Pull out every line of the material below that contains the word "musician", and copy each one in full.

Excerpts from a point labeling dataset:

»»

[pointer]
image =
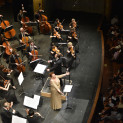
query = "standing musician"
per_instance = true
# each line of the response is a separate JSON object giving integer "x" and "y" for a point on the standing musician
{"x": 70, "y": 54}
{"x": 58, "y": 25}
{"x": 57, "y": 64}
{"x": 56, "y": 35}
{"x": 72, "y": 37}
{"x": 7, "y": 50}
{"x": 19, "y": 16}
{"x": 73, "y": 24}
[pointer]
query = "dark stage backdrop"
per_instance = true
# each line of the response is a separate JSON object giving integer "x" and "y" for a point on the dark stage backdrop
{"x": 28, "y": 6}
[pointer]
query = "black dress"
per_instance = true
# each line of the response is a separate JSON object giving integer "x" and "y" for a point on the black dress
{"x": 34, "y": 119}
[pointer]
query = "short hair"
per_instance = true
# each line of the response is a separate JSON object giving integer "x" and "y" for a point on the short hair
{"x": 51, "y": 73}
{"x": 69, "y": 44}
{"x": 31, "y": 112}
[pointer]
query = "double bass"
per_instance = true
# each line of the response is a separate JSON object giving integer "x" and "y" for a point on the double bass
{"x": 25, "y": 20}
{"x": 5, "y": 24}
{"x": 45, "y": 26}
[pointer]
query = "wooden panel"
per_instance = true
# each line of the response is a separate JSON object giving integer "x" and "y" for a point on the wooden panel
{"x": 46, "y": 89}
{"x": 36, "y": 4}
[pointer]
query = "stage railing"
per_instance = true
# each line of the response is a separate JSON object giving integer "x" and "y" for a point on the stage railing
{"x": 100, "y": 78}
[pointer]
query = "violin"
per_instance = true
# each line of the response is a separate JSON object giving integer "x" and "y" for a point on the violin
{"x": 45, "y": 26}
{"x": 25, "y": 20}
{"x": 19, "y": 63}
{"x": 8, "y": 49}
{"x": 5, "y": 82}
{"x": 5, "y": 70}
{"x": 5, "y": 24}
{"x": 60, "y": 26}
{"x": 56, "y": 50}
{"x": 25, "y": 41}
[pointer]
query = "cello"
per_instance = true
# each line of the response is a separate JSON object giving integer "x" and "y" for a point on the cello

««

TASK RESULT:
query = "standing musician"
# each line of the response is a separate JSON object giving integer "x" and "y" for a point on the standing musician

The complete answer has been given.